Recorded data
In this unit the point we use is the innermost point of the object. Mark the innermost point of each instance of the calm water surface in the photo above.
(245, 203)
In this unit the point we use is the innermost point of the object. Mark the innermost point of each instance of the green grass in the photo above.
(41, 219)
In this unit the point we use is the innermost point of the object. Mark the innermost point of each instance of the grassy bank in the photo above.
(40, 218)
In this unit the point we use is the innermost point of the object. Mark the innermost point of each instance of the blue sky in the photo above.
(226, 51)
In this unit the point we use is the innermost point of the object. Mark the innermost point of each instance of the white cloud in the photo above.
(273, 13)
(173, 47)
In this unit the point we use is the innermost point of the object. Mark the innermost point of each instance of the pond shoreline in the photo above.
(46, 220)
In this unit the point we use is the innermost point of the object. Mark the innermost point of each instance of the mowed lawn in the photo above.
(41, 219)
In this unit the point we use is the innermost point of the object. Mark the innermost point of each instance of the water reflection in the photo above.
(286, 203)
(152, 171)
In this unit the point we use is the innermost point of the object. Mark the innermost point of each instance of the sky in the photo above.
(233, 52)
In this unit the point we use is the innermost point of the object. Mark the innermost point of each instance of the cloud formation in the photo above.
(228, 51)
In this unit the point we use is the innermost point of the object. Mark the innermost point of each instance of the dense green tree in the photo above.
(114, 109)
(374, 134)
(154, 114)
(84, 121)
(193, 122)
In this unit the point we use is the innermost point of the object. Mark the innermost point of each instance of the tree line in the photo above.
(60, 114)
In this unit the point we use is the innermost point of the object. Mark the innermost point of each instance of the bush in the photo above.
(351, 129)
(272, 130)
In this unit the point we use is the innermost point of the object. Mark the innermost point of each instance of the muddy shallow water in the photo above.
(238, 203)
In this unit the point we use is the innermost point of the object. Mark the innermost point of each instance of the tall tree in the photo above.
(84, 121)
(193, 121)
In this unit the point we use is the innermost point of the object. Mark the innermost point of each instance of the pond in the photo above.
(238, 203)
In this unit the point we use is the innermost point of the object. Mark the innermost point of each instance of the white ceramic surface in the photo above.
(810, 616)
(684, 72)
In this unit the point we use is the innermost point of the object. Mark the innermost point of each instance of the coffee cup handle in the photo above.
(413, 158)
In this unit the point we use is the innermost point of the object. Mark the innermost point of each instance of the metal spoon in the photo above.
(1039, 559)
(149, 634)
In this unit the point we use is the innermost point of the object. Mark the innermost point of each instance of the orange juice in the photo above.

**What you have to do**
Arrange all the lines above as a numbered list, leaving out any blank ones.

**Written response**
1. In this unit the point we use is the innermost point of the object. Mark the innermost point of each instance of the calm water surface in the photo above.
2. (245, 203)
3. In this unit the point we use is the innermost point of the object. Mark the innermost point of each instance of the green grass in the photo above.
4. (41, 219)
5. In this unit the point we use is the innermost point of the object. Mark the innermost point of each instance of the grassy bank in the photo above.
6. (40, 218)
7. In this unit the point we use is the innermost point of the object. Mark the innermost point of each instance of the blue sky in the photo above.
8. (226, 51)
9. In this unit the point we use is the innermost point of the object. Mark the innermost point of each instance of the white cloud in the photo above.
10. (273, 13)
11. (173, 47)
12. In this unit the point we use is the innermost point of the object. Mark the innermost point of each instance of the pond shoreline in the photo above.
13. (46, 220)
14. In this unit the point we use is the innermost point of the object. Mark the innermost point of each instance of the mowed lawn in the photo above.
15. (41, 219)
16. In this unit the point we use is the innermost point of the object. Mark the innermost point of each instance of the water reflection in the photo above.
17. (286, 203)
18. (152, 171)
19. In this unit the point we use is the innermost point of the object. Mark the innermost point of each instance of the sky in the photo above.
20. (233, 52)
21. In this unit the point we use is the innermost point of the object. Mark the innermost point of each instance of the cloud formation in the photo above.
22. (228, 51)
23. In this unit the point we use is the innermost point of the object. Mark the innermost point of each instance of the dense green tree in the photo above.
24. (114, 109)
25. (374, 134)
26. (154, 114)
27. (84, 121)
28. (193, 122)
29. In this unit the point we use is the innermost point of the object. Mark the innermost point of each instance of the tree line in the photo above.
30. (60, 114)
31. In this unit the point we use is the innermost point of the object. Mark the innermost point of each instance of the bush in the photo above.
32. (351, 129)
33. (272, 130)
34. In this unit the point we use is the innermost point of the object. Mark the innermost point of each instance of the muddy shallow water in the photo above.
35. (238, 203)
36. In this unit the point we use is the innermost point of the object. Mark the innermost point of each instance of the tall tree in the photo above.
37. (84, 121)
38. (193, 121)
39. In this unit the point we use is the innermost point of the object. Mark the innermost point of each instance of the pond in the photo above.
40. (238, 203)
41. In this unit the point we use is the innermost point of the object. Mark the innermost point of each instance of the white ceramic surface in the photo above.
42. (810, 616)
43. (684, 72)
44. In this unit the point we use is the innermost point of the object. Mark the innermost point of each instance of the coffee cup handle in the photo above.
45. (413, 158)
46. In this unit the point we use is the innermost point of the object. Mark the innermost point of each instance of the metal spoon in the photo above.
47. (1039, 559)
48. (149, 634)
49. In this unit the point we use is the innermost point of the object. Mark the innermost point of each instance of the orange juice in the photo above.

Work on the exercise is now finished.